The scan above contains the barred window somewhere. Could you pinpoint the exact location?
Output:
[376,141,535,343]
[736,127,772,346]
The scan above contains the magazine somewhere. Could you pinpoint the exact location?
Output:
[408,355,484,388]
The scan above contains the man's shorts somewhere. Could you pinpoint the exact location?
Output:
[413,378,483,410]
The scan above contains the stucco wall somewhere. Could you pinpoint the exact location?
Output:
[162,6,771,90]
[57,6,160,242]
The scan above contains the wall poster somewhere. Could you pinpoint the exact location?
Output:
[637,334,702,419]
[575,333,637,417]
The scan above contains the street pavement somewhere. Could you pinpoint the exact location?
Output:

------------------------------------

## TASK DETAILS
Reproduce the records above in full, substituting "identify" for "pinpoint" throughout and leaving everything else unchanged.

## EXERCISE RESULT
The scan above contains the barred window somewhere. Could you identify the exact location?
Output:
[376,141,535,343]
[736,127,772,346]
The scan above contains the magazine somewhere. Could you identify the exact location?
Output:
[408,355,484,388]
The scan above contains the man's shorts somewhere. Could you identify the exact location?
Output:
[413,378,483,410]
The scan above contains the stucco wall somewhere. Could you identify the exact location?
Output:
[162,6,771,90]
[57,6,160,242]
The scan above contains the wall poster somewhere. Could you identify the exact location?
Output:
[637,334,702,419]
[575,333,637,417]
The scan above contains the street pavement somewhere. Could you identify the exact location?
Output:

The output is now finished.